# START OF Records shown
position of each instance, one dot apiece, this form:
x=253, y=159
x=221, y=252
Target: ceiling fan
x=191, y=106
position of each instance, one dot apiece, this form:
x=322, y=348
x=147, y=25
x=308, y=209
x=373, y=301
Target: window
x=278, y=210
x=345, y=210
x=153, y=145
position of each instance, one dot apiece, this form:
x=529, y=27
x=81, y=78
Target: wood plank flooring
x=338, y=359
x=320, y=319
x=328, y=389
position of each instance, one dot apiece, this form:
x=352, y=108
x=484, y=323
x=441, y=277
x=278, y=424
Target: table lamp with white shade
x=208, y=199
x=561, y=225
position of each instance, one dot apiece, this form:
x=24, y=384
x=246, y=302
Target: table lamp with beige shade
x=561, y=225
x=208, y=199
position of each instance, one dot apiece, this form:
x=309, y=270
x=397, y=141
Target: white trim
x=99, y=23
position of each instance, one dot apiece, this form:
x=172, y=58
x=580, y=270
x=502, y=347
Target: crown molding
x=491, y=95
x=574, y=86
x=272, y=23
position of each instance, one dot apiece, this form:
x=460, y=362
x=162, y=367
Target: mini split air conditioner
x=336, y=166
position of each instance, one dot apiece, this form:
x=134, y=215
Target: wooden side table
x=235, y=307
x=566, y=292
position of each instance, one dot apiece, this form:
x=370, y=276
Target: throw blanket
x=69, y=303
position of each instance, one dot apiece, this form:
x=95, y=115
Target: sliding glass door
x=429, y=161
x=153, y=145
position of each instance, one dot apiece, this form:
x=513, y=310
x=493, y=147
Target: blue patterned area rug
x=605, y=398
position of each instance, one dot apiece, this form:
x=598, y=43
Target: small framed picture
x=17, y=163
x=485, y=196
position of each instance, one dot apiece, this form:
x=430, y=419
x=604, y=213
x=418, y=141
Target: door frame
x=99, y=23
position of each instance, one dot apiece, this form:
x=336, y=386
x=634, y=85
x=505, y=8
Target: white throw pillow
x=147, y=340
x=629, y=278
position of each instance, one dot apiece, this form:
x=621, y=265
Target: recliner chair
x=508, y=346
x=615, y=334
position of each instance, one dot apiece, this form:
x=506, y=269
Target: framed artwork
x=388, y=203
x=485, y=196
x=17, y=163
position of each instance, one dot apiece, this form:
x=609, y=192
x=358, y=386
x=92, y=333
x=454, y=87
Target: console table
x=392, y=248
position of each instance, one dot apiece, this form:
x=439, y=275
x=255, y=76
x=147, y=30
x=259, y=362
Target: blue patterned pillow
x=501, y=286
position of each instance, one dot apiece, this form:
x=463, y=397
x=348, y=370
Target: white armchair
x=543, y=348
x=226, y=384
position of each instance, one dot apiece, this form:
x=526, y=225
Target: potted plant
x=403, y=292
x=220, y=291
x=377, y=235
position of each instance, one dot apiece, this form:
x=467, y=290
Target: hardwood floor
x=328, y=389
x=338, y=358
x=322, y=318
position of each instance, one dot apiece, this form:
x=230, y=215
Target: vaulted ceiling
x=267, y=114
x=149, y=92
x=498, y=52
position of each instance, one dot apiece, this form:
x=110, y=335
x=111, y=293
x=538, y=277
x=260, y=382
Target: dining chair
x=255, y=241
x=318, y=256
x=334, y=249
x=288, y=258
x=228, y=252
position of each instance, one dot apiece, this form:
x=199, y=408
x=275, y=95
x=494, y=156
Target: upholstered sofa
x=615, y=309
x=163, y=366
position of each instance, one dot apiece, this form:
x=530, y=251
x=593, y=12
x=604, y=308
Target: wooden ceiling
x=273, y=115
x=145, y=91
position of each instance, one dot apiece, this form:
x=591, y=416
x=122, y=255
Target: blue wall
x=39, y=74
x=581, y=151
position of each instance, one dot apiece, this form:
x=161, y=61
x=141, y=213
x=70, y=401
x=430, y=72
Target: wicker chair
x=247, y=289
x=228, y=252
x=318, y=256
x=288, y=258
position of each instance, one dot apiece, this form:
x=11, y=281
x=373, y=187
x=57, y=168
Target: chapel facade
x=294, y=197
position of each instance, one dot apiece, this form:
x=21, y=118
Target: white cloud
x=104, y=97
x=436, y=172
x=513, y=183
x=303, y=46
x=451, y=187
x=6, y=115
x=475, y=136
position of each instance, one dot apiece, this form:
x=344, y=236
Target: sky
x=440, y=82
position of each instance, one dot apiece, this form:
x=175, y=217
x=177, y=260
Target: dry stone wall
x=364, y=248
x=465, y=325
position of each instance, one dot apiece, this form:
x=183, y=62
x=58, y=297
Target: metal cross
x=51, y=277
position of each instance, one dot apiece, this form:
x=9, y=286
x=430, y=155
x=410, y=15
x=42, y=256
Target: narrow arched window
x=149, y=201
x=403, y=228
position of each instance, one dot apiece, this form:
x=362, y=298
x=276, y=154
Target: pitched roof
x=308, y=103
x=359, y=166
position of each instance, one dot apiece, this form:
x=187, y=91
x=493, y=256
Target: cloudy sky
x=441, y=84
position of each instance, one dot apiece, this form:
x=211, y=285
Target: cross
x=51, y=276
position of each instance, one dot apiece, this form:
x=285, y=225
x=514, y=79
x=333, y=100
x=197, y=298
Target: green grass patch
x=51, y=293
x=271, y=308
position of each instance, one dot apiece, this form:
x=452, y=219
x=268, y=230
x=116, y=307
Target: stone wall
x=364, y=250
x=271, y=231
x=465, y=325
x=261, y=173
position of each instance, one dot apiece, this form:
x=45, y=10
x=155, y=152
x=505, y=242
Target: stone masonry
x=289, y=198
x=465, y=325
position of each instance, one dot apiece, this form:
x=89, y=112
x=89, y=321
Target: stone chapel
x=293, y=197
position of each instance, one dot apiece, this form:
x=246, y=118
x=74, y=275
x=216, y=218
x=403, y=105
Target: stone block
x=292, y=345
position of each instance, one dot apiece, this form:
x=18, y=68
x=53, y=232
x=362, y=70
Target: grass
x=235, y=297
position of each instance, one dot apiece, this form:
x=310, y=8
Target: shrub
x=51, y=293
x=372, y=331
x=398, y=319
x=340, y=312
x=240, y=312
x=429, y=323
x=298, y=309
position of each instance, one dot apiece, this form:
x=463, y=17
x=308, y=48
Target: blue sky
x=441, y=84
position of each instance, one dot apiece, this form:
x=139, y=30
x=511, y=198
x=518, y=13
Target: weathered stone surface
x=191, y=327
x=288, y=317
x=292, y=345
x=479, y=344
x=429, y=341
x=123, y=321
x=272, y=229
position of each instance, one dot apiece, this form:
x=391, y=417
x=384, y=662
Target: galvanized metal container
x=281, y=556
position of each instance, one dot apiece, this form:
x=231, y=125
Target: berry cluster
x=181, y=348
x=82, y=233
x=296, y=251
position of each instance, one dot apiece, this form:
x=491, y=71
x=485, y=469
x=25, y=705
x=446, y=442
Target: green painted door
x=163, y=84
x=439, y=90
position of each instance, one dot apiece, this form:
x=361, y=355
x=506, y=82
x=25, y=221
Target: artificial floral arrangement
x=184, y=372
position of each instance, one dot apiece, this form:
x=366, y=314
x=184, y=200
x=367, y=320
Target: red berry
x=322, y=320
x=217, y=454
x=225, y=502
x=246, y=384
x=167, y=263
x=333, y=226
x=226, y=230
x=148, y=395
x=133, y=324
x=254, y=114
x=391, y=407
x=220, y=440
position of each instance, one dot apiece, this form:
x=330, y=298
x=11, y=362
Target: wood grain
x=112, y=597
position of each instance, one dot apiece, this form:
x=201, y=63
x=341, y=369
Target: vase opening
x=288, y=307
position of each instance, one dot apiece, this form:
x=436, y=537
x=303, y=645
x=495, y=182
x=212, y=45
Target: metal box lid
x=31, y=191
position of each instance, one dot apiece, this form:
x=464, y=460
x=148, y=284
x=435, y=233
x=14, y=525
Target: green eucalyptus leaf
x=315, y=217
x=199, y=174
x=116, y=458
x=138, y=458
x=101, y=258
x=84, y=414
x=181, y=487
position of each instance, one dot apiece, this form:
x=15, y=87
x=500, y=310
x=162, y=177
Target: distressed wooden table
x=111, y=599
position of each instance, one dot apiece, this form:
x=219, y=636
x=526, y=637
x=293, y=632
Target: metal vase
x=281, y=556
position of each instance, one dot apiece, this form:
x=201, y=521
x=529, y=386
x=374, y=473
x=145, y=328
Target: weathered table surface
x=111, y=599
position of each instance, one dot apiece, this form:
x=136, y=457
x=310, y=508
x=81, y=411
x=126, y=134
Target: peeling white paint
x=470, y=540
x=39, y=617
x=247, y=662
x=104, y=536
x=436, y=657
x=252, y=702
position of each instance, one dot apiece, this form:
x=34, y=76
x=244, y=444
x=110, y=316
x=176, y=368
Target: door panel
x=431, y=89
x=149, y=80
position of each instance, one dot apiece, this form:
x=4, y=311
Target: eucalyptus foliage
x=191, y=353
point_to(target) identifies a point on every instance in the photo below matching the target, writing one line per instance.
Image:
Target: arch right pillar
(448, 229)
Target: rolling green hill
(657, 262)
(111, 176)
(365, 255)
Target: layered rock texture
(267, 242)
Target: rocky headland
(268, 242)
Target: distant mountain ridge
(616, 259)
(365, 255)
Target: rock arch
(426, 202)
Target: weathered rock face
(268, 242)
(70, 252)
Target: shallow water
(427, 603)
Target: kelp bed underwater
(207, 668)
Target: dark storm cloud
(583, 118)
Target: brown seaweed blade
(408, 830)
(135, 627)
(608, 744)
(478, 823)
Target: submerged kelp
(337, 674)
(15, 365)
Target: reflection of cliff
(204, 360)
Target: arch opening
# END OF Records shown
- [Exercise directions]
Please rescale the lines above, from the one containing "Target: layered rock texture" through the end of the records, both included. Copy every line, but multiply each coordinate in the answers by 1.45 and round it to a whole number, with halves rounded up.

- [Task response]
Target: layered rock texture
(387, 351)
Target: rocky headland
(389, 351)
Target: distant mountain ridge
(893, 376)
(529, 370)
Target: rock arch
(618, 293)
Target: weathered rock face
(389, 351)
(102, 365)
Target: shallow water
(619, 874)
Target: kelp bed underwater
(300, 969)
Target: dark storm cloud
(845, 171)
Target: brown seaweed blade
(592, 1204)
(196, 909)
(882, 1079)
(693, 1193)
Target: submerged kelp
(489, 977)
(22, 529)
Target: reflection of cliff
(296, 522)
Target: arch opening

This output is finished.